La Fed taglierà ancora i tassi e l’euro continuerà a scendere?

A cura di Ipek Ozkardeskaya, Senior Analyst di Swissquote Bank

Le minute della Fed ci hanno confermato che se da un lato i rischi relativi al commercio globale e alla crescita sono diminuiti a seguito dell’accordo di prima fase siglato tra Usa e Cina, dall’altro sono emersi nuovi pericoli all’orizzonte come lo scoppio del coronavirus.

La banca centrale americana ha sottolineato l’esigenza di monitorarne da vicino gli sviluppi anche se, con l’economia che cresce a passo moderato e il mercato del lavoro che rimane robusto, l’outlook di politica monetaria già espresso è destinato a rimanere convalidato nella misura di una riduzione degli acquisti delle emissioni a partire dal mese di aprile. Pur tuttavia, l’attività registrata sul mercato dei titoli governativi suggerirebbe che gli investitori rimangano in attesa di almeno un taglio in più nella seconda parte del 2020.

Ciononostante, considerando i livelli record raggiunti dai listini e l’impressione che gli sforzi messi in campo dall’IT cinese per contrastare il coronavirus stiano iniziando a dare i primi frutti, anche il Fmi si mostra ottimista sulla crescita per quest’anno, nonostante tutte le preoccupazioni. Il rendimento sul decennale Usa è di circa 1,55% mentre il Dollar Index avanza verso quota 100 mandando il cambio con lo yen sopra i 111, livello abbandonato più di un anno fa. A beneficiarne, sono i prezzi dei titoli giapponesi quotati a Tokio e quelli cinesi dopo che la PBoC ha tagliato rispettivamente di 10 e 5 punti base i tassi sul denaro preso a prestito a 1 o 5 anni.

Sul mercato valutario, le vendite di euro hanno ripreso ad accelerare a seguito degli ultimi dati negativi sul mercato tedesco che hanno conclamato un sentiment in netto peggioramento senza che al momento si intravedano spiragli. Si tratta di una situazione che teoricamente offre nutrimento continuo agli euro-ribassisti dal momento che ad ogni dato deludente proveniente dalla Germania si concretizza una nuova ondata di vendite con un primo obiettivo a 1.0777 contro il dollaro.

........

# COMPITO DA SVOLGERE 1:
Rispondi alle seguenti domande sull'articolo sulla Fed, una per riga:
(a) Secondo le minute della Fed, quale accordo ha fatto diminuire i rischi relativi al commercio globale e alla crescita?
(b) Di quanti punti base la PBoC ha tagliato i tassi sul denaro preso a prestito a 5 anni?
(c) Qual è il primo obiettivo contro il dollaro indicato per le nuove ondate di vendite di euro?
# COMPITO DA SVOLGERE 2:
Riassumi l'articolo sulla Fed in due frasi.
# COMPITO DA SVOLGERE 3:
Restituisci senza modifiche il passo dell'articolo sulla Fed che va da "Ciononostante, considerando i" fino a "1 o 5 anni." incluso.

........

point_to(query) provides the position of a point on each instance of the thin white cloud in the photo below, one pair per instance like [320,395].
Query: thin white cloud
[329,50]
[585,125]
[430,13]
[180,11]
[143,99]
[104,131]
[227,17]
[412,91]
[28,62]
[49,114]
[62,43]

........

# RISPOSTA 1:
(a) L'accordo di prima fase siglato tra Usa e Cina.
(b) Di 5 punti base.
(c) 1.0777.

# RISPOSTA 2:
Le minute della Fed indicano che i rischi legati al commercio sono diminuiti dopo l'accordo tra Usa e Cina, mentre il coronavirus è emerso come nuovo pericolo, e gli investitori attendono almeno un altro taglio dei tassi nella seconda parte del 2020. Intanto il Fmi si mostra ottimista sulla crescita e le vendite di euro accelerano dopo i dati negativi sul mercato tedesco.

# RISPOSTA 3:
Ciononostante, considerando i livelli record raggiunti dai listini e l’impressione che gli sforzi messi in campo dall’IT cinese per contrastare il coronavirus stiano iniziando a dare i primi frutti, anche il Fmi si mostra ottimista sulla crescita per quest’anno, nonostante tutte le preoccupazioni. Il rendimento sul decennale Usa è di circa 1,55% mentre il Dollar Index avanza verso quota 100 mandando il cambio con lo yen sopra i 111, livello abbandonato più di un anno fa. A beneficiarne, sono i prezzi dei titoli giapponesi quotati a Tokio e quelli cinesi dopo che la PBoC ha tagliato rispettivamente di 10 e 5 punti base i tassi sul denaro preso a prestito a 1 o 5 anni.